*** Dataset ***

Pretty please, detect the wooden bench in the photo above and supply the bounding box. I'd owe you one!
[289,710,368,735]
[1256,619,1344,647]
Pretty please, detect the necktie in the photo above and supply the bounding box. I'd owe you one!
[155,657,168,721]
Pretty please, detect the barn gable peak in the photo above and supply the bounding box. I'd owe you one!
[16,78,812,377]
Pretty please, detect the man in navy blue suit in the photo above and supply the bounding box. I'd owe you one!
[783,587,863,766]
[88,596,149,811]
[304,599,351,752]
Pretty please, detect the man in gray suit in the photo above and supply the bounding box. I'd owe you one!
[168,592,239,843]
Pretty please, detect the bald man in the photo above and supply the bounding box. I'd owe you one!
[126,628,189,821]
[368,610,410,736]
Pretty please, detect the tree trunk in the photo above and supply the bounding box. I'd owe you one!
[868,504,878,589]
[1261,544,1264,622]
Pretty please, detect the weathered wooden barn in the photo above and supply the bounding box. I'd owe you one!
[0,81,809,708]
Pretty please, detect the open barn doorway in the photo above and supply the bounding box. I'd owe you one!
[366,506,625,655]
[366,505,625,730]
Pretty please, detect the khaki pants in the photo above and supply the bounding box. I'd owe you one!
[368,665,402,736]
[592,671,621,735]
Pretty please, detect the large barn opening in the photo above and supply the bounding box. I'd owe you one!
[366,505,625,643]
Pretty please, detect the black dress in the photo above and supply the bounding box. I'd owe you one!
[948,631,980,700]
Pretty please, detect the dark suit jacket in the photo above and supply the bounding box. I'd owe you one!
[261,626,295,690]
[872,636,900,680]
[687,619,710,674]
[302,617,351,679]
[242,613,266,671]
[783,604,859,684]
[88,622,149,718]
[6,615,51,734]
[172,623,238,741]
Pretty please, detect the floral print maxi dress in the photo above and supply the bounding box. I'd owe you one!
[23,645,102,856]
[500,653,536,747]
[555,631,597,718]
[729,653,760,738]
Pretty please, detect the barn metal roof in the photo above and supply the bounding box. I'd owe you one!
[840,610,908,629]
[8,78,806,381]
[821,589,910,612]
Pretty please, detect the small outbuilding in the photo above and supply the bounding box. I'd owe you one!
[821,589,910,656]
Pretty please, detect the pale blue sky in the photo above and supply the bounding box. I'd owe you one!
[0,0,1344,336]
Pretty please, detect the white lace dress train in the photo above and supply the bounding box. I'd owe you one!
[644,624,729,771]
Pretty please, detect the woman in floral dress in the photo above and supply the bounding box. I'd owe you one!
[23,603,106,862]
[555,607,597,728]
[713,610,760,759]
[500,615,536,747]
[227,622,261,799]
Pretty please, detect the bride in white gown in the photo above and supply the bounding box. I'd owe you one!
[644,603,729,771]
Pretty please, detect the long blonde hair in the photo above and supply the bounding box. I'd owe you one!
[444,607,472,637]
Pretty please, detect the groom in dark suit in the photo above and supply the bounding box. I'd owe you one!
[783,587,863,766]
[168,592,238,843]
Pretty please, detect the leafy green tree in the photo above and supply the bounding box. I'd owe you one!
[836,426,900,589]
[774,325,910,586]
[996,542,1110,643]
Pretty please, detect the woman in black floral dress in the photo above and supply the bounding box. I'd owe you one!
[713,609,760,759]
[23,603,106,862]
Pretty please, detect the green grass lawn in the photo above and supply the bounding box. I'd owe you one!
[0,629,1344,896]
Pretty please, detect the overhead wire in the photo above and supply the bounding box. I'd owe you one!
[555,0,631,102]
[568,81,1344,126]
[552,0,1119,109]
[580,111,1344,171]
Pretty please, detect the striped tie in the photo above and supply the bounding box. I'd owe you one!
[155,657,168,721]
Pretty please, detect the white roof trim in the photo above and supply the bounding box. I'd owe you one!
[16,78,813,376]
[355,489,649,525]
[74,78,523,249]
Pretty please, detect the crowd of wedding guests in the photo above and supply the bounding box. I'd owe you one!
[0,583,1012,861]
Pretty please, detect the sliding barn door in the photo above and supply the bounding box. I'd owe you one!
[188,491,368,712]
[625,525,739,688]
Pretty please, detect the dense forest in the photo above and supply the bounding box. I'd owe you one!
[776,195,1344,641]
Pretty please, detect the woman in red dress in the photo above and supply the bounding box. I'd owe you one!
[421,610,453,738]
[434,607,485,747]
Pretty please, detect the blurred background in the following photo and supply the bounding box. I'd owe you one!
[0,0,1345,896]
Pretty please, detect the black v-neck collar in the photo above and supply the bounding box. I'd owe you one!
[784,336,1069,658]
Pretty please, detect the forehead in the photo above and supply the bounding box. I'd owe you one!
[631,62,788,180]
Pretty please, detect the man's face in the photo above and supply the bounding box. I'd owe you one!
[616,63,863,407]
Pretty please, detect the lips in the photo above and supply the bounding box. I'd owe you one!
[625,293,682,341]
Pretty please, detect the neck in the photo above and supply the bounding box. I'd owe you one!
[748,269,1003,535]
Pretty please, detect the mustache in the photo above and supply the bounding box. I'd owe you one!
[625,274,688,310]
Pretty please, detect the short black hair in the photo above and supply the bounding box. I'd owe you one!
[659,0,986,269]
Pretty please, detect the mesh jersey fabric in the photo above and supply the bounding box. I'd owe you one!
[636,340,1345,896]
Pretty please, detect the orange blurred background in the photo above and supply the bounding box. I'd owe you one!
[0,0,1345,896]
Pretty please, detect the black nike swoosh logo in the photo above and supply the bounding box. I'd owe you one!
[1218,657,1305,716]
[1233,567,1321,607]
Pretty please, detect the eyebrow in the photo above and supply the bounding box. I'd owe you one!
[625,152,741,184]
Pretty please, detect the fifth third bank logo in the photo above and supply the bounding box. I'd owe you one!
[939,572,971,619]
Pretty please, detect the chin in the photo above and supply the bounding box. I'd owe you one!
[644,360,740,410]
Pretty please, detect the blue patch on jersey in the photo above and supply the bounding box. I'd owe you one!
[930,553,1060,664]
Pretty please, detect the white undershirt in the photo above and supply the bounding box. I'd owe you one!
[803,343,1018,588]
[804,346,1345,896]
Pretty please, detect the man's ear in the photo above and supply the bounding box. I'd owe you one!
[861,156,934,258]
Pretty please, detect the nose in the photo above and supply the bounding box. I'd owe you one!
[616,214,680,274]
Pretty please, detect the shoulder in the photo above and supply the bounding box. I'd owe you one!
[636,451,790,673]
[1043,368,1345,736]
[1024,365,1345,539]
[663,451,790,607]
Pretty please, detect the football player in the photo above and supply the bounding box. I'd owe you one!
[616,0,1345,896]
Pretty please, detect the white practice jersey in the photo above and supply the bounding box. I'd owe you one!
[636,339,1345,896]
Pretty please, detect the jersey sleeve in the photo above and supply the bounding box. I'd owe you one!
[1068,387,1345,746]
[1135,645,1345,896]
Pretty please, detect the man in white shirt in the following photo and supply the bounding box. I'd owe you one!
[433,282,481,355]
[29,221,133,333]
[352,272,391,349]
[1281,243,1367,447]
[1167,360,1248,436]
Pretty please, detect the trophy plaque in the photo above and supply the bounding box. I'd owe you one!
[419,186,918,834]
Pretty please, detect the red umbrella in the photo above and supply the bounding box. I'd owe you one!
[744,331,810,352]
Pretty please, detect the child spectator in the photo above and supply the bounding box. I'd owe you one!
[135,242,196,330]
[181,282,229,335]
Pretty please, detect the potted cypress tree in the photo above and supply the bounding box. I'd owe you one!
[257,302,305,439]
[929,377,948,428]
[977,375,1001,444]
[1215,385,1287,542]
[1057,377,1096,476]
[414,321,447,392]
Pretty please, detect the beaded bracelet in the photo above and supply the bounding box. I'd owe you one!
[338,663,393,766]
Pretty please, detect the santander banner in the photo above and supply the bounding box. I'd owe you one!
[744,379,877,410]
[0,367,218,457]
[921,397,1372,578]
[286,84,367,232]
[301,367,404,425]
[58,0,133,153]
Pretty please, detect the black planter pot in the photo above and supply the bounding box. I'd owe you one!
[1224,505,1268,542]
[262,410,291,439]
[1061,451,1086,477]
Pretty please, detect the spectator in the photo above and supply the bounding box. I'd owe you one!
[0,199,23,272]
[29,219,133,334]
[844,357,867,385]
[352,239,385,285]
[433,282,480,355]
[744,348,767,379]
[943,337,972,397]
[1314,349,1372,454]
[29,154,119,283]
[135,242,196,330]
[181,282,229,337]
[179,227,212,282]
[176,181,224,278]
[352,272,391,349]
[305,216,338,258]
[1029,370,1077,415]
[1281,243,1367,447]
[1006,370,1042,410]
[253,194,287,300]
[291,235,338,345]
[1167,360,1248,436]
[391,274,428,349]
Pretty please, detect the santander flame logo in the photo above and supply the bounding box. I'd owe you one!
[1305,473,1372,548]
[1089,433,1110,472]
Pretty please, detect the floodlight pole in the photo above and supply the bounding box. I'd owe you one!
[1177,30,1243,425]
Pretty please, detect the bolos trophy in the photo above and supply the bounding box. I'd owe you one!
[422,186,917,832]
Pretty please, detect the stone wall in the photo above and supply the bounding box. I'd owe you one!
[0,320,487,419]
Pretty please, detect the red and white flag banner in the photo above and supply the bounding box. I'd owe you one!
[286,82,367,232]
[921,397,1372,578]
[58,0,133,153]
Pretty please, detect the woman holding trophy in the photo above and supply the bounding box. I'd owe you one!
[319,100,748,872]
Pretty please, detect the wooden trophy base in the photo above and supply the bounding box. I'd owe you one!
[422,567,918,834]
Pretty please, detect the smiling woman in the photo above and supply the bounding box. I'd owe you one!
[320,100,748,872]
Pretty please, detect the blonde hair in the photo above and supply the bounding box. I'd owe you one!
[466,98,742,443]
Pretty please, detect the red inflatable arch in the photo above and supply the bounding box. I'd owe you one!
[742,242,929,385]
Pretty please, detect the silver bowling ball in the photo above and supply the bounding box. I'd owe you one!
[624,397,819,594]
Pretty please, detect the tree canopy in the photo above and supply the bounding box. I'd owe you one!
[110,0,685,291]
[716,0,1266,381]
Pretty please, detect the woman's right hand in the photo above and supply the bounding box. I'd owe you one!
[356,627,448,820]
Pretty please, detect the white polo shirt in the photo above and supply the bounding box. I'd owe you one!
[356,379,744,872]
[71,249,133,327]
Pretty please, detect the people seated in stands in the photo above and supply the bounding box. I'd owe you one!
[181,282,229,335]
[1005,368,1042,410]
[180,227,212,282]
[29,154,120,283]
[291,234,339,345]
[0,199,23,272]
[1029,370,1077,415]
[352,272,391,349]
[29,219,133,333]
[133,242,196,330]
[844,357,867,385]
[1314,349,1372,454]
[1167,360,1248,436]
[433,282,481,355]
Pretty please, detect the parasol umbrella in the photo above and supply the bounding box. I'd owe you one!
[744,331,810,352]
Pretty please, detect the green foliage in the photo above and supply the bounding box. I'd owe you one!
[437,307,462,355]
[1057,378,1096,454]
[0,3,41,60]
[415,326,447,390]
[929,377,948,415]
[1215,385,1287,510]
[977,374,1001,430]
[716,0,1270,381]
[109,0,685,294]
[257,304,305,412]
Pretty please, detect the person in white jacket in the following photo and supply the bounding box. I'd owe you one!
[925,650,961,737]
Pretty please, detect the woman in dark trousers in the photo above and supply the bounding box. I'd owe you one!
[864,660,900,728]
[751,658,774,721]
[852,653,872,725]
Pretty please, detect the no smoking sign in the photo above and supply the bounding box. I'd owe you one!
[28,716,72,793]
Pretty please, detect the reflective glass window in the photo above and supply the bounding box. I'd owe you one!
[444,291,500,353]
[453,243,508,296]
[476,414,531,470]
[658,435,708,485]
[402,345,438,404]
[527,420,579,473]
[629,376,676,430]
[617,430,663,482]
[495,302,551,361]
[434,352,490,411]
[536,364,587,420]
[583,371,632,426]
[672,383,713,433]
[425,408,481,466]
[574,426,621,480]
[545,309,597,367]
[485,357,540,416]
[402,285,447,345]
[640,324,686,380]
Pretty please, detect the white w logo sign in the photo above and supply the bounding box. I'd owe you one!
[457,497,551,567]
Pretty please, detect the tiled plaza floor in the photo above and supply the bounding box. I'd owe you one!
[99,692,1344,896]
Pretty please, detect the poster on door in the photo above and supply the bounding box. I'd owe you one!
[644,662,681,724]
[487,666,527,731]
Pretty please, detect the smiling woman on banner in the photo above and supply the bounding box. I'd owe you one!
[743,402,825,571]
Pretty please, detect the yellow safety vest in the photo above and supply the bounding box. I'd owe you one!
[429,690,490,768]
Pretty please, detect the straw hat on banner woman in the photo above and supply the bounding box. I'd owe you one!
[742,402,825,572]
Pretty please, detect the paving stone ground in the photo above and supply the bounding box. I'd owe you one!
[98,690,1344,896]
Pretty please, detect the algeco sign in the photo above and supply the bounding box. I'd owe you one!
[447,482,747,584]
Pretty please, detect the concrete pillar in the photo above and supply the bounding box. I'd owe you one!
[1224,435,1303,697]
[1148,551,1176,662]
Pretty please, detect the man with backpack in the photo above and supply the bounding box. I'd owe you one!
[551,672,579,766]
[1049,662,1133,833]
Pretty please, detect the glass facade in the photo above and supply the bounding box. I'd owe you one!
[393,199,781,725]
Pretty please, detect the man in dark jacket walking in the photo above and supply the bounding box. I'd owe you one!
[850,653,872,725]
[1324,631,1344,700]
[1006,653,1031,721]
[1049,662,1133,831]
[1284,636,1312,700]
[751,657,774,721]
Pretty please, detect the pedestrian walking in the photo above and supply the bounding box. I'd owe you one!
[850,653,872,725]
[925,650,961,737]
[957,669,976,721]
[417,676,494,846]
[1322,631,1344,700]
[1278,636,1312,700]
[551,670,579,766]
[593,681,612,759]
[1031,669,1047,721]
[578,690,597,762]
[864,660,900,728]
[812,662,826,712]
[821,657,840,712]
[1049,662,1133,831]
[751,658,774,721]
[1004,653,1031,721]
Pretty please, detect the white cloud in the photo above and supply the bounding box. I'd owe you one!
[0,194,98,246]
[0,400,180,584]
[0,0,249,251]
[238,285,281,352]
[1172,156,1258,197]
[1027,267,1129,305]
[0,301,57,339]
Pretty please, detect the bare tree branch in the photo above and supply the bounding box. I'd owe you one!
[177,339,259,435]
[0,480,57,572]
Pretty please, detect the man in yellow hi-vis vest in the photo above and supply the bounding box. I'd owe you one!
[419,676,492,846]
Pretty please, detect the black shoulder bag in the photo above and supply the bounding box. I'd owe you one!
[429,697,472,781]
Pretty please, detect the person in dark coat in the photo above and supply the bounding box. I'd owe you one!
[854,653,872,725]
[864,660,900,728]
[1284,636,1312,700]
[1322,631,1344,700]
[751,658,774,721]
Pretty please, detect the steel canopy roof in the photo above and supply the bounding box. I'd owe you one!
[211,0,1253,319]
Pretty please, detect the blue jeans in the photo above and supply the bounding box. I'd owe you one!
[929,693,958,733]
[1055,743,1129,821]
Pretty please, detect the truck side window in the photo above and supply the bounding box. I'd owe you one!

***

** Directions **
Copy the lines of the data verbatim, starting with the line containing "Pretty please, detect the chin" and continuing through the line containing "[663,451,790,607]", both included.

** Task output **
Pretty please, detect the chin in the photo above and supply the bounding box. I'd owe you one!
[644,360,740,410]
Pretty please, detect the blue patch on jersey in the photo above and supply the bounding box. I'd owe you one!
[930,553,1060,664]
Pretty please, detect the white undershirt in the photo above and supply the bounding box. I'd owe you one!
[803,343,1018,588]
[804,346,1345,896]
Pretty please, detect the man's ear in the photo above and supply the bounding box. I'd owe you one!
[861,156,934,258]
Pretty please, detect the nose in the photo above and supply the bounding box. I'd owe you one!
[616,214,680,274]
Pretty please, detect the shoulder in the photo above and supply the bounding box. I'd owe you one!
[636,451,790,673]
[1043,368,1345,736]
[1024,365,1345,539]
[663,451,790,607]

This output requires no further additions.